> [Task requirements]: From the dissenting opinion below, write out word for word the part that opens with the words containing "Here, the complaint" and closes with "court (see, id.).".

> [Passage shown]:
▬▬▬
Gaidon v. Guardian Life Insurance Co. of America

Bellacosa, J.

(dissenting in part). My dissent is respectfully tendered solely with regard to the "revival and reinstatement of the General Business Law § 349 claims. I agree with the lower courts, including their rulings that these particular claims are no more sustainable or cognizable on these records than any of the other standard claims.

I dissent also because the precedential implications of the *351Majority holding, as proposed, are beyond the intent, enactment and interpretation of this remedial statute. In particular, I conclude that no deceptive act or practice, which would mislead a reasonable consumer, has been alleged in these cases under this statute. I would therefore affirm the Appellate Division orders outright.

I.

In the Gaidon action, defendant’s motion to dismiss pursuant to CPLR 3211 was granted, dismissing plaintiffs’ complaint containing their causes of action for violations of General Business Law § 349. The standard applied in this case is whether a pleading and its factual allegations manifest any cause of action “cognizable at law” (Guggenheimer v Ginzburg, 43 NY2d 268, 275). Dismissal is appropriate when evidentiary material is considered where an alleged material fact “is not a fact at all and * * * no significant dispute exists regarding it” (id., at 275).

Here, the complaint must sufficiently set forth a “forbidden type of deception” (id., at 275). While the failure to disclose information may be found “less than candid, it cannot, as a matter of law, be found deceitful” when there is no evidence in the record to refute defendant’s assertions (see, St. Patrick’s Home for Aged & Infirm v Laticrete Intl., 264 AD2d 652, 655). The failure of a pleading to present a deceptive act or practice, under the sweep and provenance of General Business Law § 349, should render the asserted claims deficient on the face of, and at the outset of, the dispute brought to a court (see, id.).

Defendants moved in the Goshen action for summary judgment. Thus, reviewing the pleadings as well as the evidentiary materials, plaintiffs must present a triable issue of fact to defeat the motion. I conclude, as did the courts below, that no genuine triable issue of fact is presented on this record, and summary judgment was appropriately granted to defendants.

In the instant cases, plaintiffs essentially charge that the use of illustrations by defendants’ sales agents, depicting time lines at which premium payments might “vanish,” misled the consumers within the meaning of the statute. Additionally, in Goshen, plaintiffs claim that defendant MONY knew the use of the “vanishing premium” sales promotion was not viable and that the company attempted to conceal this awareness from the plaintiff class. The Goshen plaintiffs submitted affidavits purporting that the dividends illustrated by MONY were not *352sustainable. In my view, on these records, the allegations do not measure up to cognizable causes of action necessitating a trial on the General Business Law § 349 claims.

II.
▬▬▬
> [Given information]:
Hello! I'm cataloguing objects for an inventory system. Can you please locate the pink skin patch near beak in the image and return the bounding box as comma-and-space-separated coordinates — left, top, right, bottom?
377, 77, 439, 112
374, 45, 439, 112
▬▬▬
> [Answer to the problem]:
Here, the complaint must sufficiently set forth a “forbidden type of deception” (id., at 275). While the failure to disclose information may be found “less than candid, it cannot, as a matter of law, be found deceitful” when there is no evidence in the record to refute defendant’s assertions (see, St. Patrick’s Home for Aged & Infirm v Laticrete Intl., 264 AD2d 652, 655). The failure of a pleading to present a deceptive act or practice, under the sweep and provenance of General Business Law § 349, should render the asserted claims deficient on the face of, and at the outset of, the dispute brought to a court (see, id.).